> **DOCUMENT TEXT**:
People rest in front of a destroyed house in Manta, Ecuador, on April 17, 2016 a day after a powerful 7.8-magnitude quake hit the country. The toll from the big earthquake in Ecuador rose on Sunday to 246 dead and 2,527 people injured, the country's vice president said. LUIS ACOSTA/AFP/Getty Images

A powerful aftershock rattles Ecuador just days after a deadly earthquake destroyed the nation. A new 6.1-magnitude has been measured off the coast of Ecuador Wednesday, according to Independent UK. The incident follows the 7.8 magnitude that hit the South American country less than a week ago.

The U.S. Geological Survey reports that the aftershock was centered 15 miles west of coastal town Muisne, at 3:33 a.m. local time. The previous aftershock was measured at a magnitude of 5.7. As of now, there has been no immediate report of further damage.

The strong aftershock comes four days after Ecuador was shaken by a devastating magnitude 7.8 earthquake on April 16, leaving a death toll of over 520 dead and more than 1,500 injured. According to the National Prosecutors Office, at least 11 foreigners were among the dead. The Defense Department reported that more than 200 people were still missing as of Tuesday this week. "The final toll could surpass casualties from earthquakes in Chile and Peru in the past decade," states Independent UK.

> **TASK A**:
Answer these questions using the Ecuador earthquake report:
(i) According to the U.S. Geological Survey, where was the new aftershock centered?
(ii) What magnitude was measured for the previous aftershock?
(iii) According to the National Prosecutors Office, how many foreigners were among the dead?
> **TASK B**: Reproduce everything in the Ecuador earthquake report from "People rest in" down to "of further damage.".

> **EXTRACTED DATA**:

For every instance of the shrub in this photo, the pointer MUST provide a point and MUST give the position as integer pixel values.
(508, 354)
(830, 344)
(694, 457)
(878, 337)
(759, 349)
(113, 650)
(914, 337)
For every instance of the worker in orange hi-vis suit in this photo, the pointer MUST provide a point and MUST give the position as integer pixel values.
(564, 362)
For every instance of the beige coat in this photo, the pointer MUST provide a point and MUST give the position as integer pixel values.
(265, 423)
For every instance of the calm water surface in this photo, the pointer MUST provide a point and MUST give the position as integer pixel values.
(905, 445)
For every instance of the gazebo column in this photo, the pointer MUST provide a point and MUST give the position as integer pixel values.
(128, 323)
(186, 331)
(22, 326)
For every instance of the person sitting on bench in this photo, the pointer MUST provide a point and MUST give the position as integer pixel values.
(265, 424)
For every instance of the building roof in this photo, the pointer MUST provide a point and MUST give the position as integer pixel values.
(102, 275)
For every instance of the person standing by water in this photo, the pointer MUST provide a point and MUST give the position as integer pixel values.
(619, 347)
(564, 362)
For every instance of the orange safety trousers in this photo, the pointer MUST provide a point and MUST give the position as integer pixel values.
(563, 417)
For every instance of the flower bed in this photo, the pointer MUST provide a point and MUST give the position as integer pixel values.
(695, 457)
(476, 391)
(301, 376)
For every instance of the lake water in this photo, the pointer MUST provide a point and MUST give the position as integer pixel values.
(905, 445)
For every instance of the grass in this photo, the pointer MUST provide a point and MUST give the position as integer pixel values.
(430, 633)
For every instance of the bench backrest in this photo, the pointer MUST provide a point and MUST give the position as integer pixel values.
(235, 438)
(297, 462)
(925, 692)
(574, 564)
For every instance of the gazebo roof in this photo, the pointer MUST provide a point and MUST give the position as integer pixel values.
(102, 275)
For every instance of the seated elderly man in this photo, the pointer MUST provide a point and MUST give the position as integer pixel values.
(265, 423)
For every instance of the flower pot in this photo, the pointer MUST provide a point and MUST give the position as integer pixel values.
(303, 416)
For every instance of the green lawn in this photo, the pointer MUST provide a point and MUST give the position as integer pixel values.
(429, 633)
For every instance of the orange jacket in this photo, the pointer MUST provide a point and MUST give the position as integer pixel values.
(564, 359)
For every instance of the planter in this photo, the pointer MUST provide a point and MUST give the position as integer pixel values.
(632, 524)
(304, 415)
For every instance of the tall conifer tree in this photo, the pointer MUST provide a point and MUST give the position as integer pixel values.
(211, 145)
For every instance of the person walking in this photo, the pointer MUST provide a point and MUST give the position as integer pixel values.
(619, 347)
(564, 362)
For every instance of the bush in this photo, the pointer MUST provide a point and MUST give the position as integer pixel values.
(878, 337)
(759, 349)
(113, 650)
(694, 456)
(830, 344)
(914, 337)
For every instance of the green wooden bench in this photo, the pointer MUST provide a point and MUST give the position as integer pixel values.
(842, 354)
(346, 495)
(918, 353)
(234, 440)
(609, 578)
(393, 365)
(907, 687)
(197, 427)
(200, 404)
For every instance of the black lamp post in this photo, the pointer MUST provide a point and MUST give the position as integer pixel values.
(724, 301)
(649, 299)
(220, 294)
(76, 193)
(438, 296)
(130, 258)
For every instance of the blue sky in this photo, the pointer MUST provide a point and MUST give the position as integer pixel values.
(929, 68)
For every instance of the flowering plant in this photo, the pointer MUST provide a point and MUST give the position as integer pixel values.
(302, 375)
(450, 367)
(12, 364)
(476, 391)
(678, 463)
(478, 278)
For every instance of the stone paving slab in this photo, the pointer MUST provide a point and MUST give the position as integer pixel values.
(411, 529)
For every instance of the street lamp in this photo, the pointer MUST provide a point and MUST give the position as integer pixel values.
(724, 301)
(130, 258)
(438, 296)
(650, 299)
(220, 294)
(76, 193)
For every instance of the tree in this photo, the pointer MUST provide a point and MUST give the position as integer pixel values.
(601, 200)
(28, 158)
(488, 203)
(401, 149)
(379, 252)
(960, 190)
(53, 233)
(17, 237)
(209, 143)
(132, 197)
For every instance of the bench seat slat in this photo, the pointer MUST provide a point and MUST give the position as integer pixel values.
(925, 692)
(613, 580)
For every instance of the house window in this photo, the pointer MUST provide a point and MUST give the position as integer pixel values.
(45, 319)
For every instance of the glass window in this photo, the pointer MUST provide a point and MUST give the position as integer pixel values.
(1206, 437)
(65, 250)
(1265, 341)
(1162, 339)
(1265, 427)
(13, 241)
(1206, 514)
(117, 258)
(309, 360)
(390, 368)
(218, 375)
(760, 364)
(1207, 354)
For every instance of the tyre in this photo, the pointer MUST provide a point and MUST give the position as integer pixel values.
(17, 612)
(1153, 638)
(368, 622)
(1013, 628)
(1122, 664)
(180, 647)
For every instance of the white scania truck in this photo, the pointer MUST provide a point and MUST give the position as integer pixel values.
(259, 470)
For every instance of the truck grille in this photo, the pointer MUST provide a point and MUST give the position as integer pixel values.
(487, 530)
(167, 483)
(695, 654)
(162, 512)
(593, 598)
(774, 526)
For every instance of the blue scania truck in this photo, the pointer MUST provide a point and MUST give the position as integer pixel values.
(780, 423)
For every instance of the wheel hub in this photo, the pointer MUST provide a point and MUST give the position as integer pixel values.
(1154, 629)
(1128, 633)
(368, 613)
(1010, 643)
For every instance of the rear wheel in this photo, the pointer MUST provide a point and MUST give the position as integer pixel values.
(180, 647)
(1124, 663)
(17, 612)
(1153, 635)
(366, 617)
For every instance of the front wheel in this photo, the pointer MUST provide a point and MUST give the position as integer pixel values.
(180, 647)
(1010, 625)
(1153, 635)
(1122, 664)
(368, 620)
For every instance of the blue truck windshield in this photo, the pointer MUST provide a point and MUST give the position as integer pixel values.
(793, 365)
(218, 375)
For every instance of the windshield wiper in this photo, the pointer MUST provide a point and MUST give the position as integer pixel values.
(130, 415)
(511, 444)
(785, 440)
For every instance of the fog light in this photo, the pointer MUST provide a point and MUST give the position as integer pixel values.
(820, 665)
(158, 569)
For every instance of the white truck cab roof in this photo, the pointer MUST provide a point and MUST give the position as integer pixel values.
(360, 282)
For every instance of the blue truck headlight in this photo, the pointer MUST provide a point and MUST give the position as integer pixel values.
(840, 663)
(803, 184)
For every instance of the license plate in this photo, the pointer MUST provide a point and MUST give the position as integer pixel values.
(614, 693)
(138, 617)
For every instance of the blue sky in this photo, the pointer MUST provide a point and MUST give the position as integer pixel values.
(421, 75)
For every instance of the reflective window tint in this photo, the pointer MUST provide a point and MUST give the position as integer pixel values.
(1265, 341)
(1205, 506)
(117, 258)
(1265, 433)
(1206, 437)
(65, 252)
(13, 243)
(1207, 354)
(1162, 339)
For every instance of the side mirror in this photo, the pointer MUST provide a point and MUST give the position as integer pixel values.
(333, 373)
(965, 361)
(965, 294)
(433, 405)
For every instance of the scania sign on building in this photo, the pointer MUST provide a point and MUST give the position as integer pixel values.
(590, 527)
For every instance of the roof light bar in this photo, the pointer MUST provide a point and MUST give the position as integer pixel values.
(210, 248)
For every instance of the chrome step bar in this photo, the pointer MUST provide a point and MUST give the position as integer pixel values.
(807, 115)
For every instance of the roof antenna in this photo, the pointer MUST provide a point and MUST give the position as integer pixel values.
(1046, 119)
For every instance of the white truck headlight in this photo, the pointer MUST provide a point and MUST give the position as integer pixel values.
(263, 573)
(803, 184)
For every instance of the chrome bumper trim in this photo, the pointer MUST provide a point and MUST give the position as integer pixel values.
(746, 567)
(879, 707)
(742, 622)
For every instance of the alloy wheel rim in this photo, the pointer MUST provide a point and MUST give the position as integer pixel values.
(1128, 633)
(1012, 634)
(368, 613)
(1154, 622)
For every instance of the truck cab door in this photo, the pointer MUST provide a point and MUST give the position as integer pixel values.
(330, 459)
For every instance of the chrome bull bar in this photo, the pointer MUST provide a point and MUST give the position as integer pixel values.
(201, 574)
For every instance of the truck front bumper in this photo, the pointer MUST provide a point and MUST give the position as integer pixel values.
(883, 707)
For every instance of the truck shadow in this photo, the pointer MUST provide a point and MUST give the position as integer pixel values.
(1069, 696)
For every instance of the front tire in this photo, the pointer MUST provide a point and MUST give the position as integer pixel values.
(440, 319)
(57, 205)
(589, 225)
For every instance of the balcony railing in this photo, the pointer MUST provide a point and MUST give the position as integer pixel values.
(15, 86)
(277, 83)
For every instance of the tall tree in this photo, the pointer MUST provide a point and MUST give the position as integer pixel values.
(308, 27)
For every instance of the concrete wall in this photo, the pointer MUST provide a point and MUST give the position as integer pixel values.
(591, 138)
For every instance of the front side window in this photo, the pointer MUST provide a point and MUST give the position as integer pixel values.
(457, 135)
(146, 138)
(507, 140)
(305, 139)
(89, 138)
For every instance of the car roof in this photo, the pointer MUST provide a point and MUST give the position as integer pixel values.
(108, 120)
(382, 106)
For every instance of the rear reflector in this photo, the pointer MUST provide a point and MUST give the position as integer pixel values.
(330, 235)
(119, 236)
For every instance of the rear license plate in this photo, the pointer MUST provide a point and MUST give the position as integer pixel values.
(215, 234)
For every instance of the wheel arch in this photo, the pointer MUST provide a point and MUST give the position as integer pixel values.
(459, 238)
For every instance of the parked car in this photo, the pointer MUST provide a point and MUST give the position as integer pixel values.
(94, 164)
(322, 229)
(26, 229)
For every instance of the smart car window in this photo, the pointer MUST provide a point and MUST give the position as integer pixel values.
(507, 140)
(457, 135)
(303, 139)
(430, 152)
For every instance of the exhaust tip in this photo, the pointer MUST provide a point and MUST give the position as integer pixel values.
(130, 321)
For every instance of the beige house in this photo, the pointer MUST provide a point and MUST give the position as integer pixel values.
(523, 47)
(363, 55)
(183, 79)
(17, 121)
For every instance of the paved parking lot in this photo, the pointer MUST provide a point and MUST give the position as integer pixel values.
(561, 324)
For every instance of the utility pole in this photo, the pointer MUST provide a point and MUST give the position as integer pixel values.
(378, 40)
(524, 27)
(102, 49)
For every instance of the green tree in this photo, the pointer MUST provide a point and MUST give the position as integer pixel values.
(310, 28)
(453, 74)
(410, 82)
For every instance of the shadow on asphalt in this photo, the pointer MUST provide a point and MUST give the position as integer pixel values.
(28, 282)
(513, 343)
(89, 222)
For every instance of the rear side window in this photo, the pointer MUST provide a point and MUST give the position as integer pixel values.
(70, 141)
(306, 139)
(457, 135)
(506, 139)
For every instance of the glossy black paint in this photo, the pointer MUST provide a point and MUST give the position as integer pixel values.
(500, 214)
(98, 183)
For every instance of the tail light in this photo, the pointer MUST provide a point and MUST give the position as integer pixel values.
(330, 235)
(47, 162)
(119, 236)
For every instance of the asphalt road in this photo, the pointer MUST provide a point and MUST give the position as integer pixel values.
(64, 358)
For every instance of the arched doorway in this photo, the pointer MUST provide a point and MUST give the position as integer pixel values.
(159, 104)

> **WRITTEN RESPONSE A**:
(i) 15 miles west of the coastal town of Muisne
(ii) 5.7
(iii) At least 11

> **WRITTEN RESPONSE B**:
People rest in front of a destroyed house in Manta, Ecuador, on April 17, 2016 a day after a powerful 7.8-magnitude quake hit the country. The toll from the big earthquake in Ecuador rose on Sunday to 246 dead and 2,527 people injured, the country's vice president said. LUIS ACOSTA/AFP/Getty Images

A powerful aftershock rattles Ecuador just days after a deadly earthquake destroyed the nation. A new 6.1-magnitude has been measured off the coast of Ecuador Wednesday, according to Independent UK. The incident follows the 7.8 magnitude that hit the South American country less than a week ago.

The U.S. Geological Survey reports that the aftershock was centered 15 miles west of coastal town Muisne, at 3:33 a.m. local time. The previous aftershock was measured at a magnitude of 5.7. As of now, there has been no immediate report of further damage.